_PROBLEM REQUIREMENTS:_ Given the records that follow, return each one verbatim.

_DATA FOR REVIEW:_
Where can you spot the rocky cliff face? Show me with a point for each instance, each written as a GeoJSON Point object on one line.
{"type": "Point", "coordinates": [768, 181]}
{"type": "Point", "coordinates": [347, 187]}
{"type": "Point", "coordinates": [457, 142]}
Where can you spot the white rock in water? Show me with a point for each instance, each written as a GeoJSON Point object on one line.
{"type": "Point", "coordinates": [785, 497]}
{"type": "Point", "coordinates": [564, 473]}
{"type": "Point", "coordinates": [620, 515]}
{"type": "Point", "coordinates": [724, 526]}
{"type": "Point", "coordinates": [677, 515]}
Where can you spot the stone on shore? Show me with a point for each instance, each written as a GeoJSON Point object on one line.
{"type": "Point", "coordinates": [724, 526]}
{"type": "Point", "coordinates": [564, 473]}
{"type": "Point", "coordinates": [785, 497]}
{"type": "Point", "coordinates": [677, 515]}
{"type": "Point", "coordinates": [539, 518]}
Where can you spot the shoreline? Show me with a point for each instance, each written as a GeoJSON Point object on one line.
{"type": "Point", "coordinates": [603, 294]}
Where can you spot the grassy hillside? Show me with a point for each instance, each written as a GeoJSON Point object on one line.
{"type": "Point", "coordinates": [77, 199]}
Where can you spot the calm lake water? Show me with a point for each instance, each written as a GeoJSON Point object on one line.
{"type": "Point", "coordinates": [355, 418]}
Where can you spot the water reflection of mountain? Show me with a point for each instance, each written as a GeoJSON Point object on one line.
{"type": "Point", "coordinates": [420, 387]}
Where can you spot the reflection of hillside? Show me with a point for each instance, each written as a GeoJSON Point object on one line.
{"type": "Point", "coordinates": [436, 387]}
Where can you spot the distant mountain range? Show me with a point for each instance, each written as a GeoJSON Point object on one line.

_THE ANSWER:_
Where can you spot the rocky cliff face? Show me with a point for each instance, each written as a GeoJSON Point object on one line.
{"type": "Point", "coordinates": [768, 181]}
{"type": "Point", "coordinates": [347, 187]}
{"type": "Point", "coordinates": [457, 142]}
Where can you spot the white rock in water? Show me with a point for each instance, each written as a GeoJSON Point object on one line.
{"type": "Point", "coordinates": [785, 497]}
{"type": "Point", "coordinates": [564, 473]}
{"type": "Point", "coordinates": [620, 515]}
{"type": "Point", "coordinates": [724, 526]}
{"type": "Point", "coordinates": [677, 515]}
Where can you spot the stone on shore? Show me with a point for each instance, each written as a GeoJSON Point object on one line.
{"type": "Point", "coordinates": [724, 526]}
{"type": "Point", "coordinates": [564, 473]}
{"type": "Point", "coordinates": [785, 497]}
{"type": "Point", "coordinates": [677, 515]}
{"type": "Point", "coordinates": [539, 518]}
Where can you spot the shoreline? Show me with a point for each instance, each written as a GeoJSON Point object on one line.
{"type": "Point", "coordinates": [603, 294]}
Where can you spot the grassy hillside? Show me with a point for each instance, each written as a GeoJSON Point object on one line.
{"type": "Point", "coordinates": [77, 199]}
Where can you spot the calm lake water? Show me with a point for each instance, each written as a GeoJSON Point object on one line.
{"type": "Point", "coordinates": [355, 418]}
Where can you spot the water reflection of mountain? Show me with a point for each instance, each written as a GeoJSON Point object on one line.
{"type": "Point", "coordinates": [420, 387]}
Where can you spot the reflection of hillside? Show me with a point for each instance, each written as a GeoJSON Point object on one line.
{"type": "Point", "coordinates": [436, 387]}
Where can you spot the distant mountain range? Show me with a point for each instance, each written as a GeoJSON Point object on one line.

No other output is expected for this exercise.